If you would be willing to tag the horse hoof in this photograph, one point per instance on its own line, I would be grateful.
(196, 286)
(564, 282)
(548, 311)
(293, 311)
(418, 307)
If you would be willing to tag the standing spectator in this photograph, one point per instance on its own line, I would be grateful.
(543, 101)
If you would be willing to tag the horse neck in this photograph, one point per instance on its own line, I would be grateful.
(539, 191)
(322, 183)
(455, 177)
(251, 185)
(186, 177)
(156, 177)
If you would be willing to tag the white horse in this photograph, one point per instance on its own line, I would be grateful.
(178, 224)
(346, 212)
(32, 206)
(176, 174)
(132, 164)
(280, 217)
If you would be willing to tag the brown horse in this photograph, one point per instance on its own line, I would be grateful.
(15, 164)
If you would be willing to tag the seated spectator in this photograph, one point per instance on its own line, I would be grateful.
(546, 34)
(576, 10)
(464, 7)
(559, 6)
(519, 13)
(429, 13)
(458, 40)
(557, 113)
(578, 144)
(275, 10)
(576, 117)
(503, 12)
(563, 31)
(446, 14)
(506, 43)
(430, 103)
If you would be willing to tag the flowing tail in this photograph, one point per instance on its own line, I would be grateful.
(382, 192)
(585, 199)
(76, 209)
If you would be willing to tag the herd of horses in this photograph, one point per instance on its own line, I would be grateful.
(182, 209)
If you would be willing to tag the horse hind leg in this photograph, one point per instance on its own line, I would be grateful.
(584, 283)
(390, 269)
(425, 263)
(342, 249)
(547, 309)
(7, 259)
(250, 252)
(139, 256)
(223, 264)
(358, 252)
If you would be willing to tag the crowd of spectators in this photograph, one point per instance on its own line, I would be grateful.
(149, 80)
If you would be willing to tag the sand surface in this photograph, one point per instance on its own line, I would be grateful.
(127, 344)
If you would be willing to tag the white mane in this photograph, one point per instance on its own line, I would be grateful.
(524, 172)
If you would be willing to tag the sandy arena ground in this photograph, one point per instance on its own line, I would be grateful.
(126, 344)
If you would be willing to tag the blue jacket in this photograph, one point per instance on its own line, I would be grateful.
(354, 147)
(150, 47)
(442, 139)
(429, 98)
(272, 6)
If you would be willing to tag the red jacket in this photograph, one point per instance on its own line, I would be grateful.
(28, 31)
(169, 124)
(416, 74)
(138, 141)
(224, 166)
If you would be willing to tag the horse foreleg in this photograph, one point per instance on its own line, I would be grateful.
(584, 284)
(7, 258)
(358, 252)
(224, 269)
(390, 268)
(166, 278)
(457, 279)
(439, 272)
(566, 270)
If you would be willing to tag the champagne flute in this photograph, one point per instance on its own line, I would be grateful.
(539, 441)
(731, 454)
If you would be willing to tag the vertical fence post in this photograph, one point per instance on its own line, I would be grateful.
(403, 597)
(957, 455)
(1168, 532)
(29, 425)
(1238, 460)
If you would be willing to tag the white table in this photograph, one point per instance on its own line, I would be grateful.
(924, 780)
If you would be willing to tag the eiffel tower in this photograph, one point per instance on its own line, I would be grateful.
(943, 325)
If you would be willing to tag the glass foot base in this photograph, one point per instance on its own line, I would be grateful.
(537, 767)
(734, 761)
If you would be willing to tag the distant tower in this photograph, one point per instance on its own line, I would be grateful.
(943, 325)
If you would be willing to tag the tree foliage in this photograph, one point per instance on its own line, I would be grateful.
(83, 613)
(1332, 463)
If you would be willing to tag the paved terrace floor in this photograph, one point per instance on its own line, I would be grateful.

^^^^^^^^^^^^^^^^

What you are asked to do — Quote all the records. Keep every word exact.

Exercise answer —
If you would be willing to tag the horse hoof in this photograph, one point per instance on its own line, I would be grateful.
(196, 286)
(564, 282)
(548, 311)
(293, 311)
(418, 307)
If you would be willing to tag the standing spectator in this photograph, one point per instance on its own line, I would be grateful.
(543, 101)
If you would be willing to tag the horse neck in this photograph, one point per instance on its own line, I would be grateful.
(539, 191)
(322, 183)
(455, 177)
(251, 185)
(186, 177)
(156, 177)
If you would be willing to tag the white horse in this photograph, one point per instance on its own line, I would be grateful.
(178, 224)
(346, 212)
(32, 206)
(176, 174)
(132, 164)
(280, 217)
If you would be willing to tag the brown horse in this photograph, one point per instance on its own line, I would be grateful.
(15, 164)
If you would be willing to tag the seated spectator in this photograph, one point per instance on its own line, I would be grateful.
(546, 34)
(576, 10)
(464, 7)
(559, 6)
(519, 13)
(429, 13)
(458, 40)
(557, 113)
(578, 144)
(275, 10)
(576, 117)
(503, 12)
(563, 31)
(446, 14)
(506, 43)
(430, 103)
If you would be willing to tag the flowing tail in this photograph, one point per instance on its own line, I would be grateful.
(382, 192)
(585, 199)
(76, 209)
If you would be willing to tag the herd of horses in this photograph, one point per instance on its own line, I would be grateful.
(182, 209)
If you would be willing to tag the horse hind leg in this photograph, one point per instance on its own line, I would be grateful.
(584, 283)
(390, 269)
(425, 263)
(342, 249)
(547, 309)
(7, 259)
(250, 252)
(139, 256)
(223, 264)
(358, 252)
If you would be willing to tag the crowd of spectators in this photograph, one point per instance on its own line, I would be grateful.
(149, 80)
If you would be willing to tag the sand surface in this photograph, one point per instance on its own line, I would be grateful.
(127, 344)
If you would be willing to tag the white mane in this photograph, one point per instance on its own line, I would be grateful.
(524, 172)
If you would be willing to tag the sandy arena ground in this photograph, one point per instance on its own line, I would be grateful.
(126, 344)
If you would be willing to tag the blue jacket in this photograph, one point per instance on its own line, I would be grateful.
(354, 147)
(150, 47)
(442, 139)
(429, 98)
(272, 6)
If you would be willing to tag the red jacket in this photograph, one point per instance on its own line, I would be grateful.
(28, 31)
(169, 124)
(416, 74)
(138, 141)
(224, 166)
If you would be willing to tag the horse foreleg in this photograph, one point per instance on its own line, I would be grateful.
(584, 284)
(7, 258)
(358, 252)
(224, 269)
(390, 268)
(166, 278)
(457, 279)
(439, 272)
(566, 270)
If you would be willing to tag the champagne flute in this photograph, one point per instance on its own line, I would be grateful.
(539, 441)
(731, 454)
If you would be willing to tag the vertical fence post in this photograph, one point per instance on its own line, I would be grateful.
(403, 597)
(957, 455)
(1168, 532)
(29, 425)
(1238, 460)
If you would be willing to tag the white table in this photograph, one point per instance on its own line, I would be grateful.
(924, 780)
If you would be willing to tag the eiffel tower in this photograph, one point per instance on its own line, I would be grateful.
(943, 325)
If you would be willing to tag the glass foot base in this photograph, one point per instance on its own line, I would be grateful.
(537, 767)
(734, 761)
If you would be willing to tag the distant tower in this photograph, one point per instance on its own line, I would be grateful.
(943, 325)
If you would be willing to tag the tree foliage in this photograph, one point per instance on its own line, I would be grateful.
(83, 613)
(1332, 463)
If you would be willing to tag the paved terrace floor in this photograph, one point per instance on its own line, I would be grateful.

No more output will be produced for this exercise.